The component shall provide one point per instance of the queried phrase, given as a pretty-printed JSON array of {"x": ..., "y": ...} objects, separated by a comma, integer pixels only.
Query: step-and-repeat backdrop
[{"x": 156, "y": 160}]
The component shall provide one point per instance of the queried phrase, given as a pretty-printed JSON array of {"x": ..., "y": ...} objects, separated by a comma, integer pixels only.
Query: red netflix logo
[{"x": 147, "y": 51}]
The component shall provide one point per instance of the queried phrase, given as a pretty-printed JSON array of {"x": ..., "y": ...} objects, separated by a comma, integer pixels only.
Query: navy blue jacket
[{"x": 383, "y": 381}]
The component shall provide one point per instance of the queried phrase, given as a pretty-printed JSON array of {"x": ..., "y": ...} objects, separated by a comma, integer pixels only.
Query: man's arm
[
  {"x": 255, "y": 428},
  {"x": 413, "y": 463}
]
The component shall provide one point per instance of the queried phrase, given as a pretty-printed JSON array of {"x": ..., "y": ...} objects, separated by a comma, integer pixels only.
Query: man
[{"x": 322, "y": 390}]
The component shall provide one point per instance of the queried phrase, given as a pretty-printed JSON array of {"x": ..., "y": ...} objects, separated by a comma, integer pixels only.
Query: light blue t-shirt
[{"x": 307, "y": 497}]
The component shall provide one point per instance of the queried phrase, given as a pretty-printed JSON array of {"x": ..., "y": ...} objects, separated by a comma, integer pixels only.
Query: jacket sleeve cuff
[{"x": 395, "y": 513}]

====

__WHAT NEEDS TO BE DONE__.
Reproduce every row above in full, shifting each x and y coordinate value in the answers by adding 62 to it.

__SOLUTION TO THE PROBLEM__.
The component shall provide one point per instance of the queried phrase, given as a pretty-printed JSON array of {"x": ..., "y": ...} objects, separated by a comma, integer pixels only.
Query: step-and-repeat backdrop
[{"x": 218, "y": 222}]
The component shall provide one point per instance of the queried phrase, given as a pretty-printed JSON array of {"x": ..., "y": ...} objects, separated by a comma, integer pixels only.
Query: red netflix logo
[{"x": 209, "y": 113}]
The component shall provide one point per instance of the queried phrase, given as a pretty-printed JSON array of {"x": ..., "y": ...} objects, separated by a comma, integer pixels only.
Query: navy blue jacket
[{"x": 445, "y": 443}]
The component shall provide one point per instance of the queried phrase, given as a pretty-printed JSON array of {"x": ..., "y": ...} objects, separated by a comma, integer pixels only.
Query: man's arm
[
  {"x": 317, "y": 490},
  {"x": 475, "y": 525}
]
The component shall provide one point per instance of the queried phrase, given as a pretty-printed JSON array of {"x": ..., "y": ...} objects, separated by a comma, integer pixels only.
Query: man
[{"x": 384, "y": 452}]
The component shall provide one point per instance of the queried phrase, given as a pretty-printed JSON array of {"x": ..., "y": ...} objects, separated by a comma, integer pixels only.
Query: light blue t-shirt
[{"x": 369, "y": 559}]
The component shall provide one point per instance of the queried phrase, given as a pretty-printed JSON array of {"x": ..., "y": ...} objects, separated by a comma, integer pixels only.
Query: jacket sleeve cuff
[{"x": 457, "y": 575}]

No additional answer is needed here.